== AIM OF THE EXERCISE ==
Print every line of the material exactly.

[SOURCE DATA Boundary: Start]

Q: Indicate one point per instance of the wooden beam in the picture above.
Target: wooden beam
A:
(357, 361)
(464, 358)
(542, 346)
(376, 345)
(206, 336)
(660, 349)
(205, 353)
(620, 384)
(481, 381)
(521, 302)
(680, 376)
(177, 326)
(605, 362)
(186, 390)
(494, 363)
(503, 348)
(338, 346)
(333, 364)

[SOURCE DATA Boundary: End]

== COMPLETED TASK ==
Q: Indicate one point per instance of the wooden beam in the picture above.
Target: wooden beam
A:
(357, 361)
(464, 358)
(542, 346)
(376, 345)
(206, 336)
(660, 349)
(205, 353)
(620, 384)
(481, 381)
(521, 302)
(680, 376)
(177, 326)
(605, 362)
(186, 390)
(494, 363)
(503, 348)
(338, 346)
(333, 364)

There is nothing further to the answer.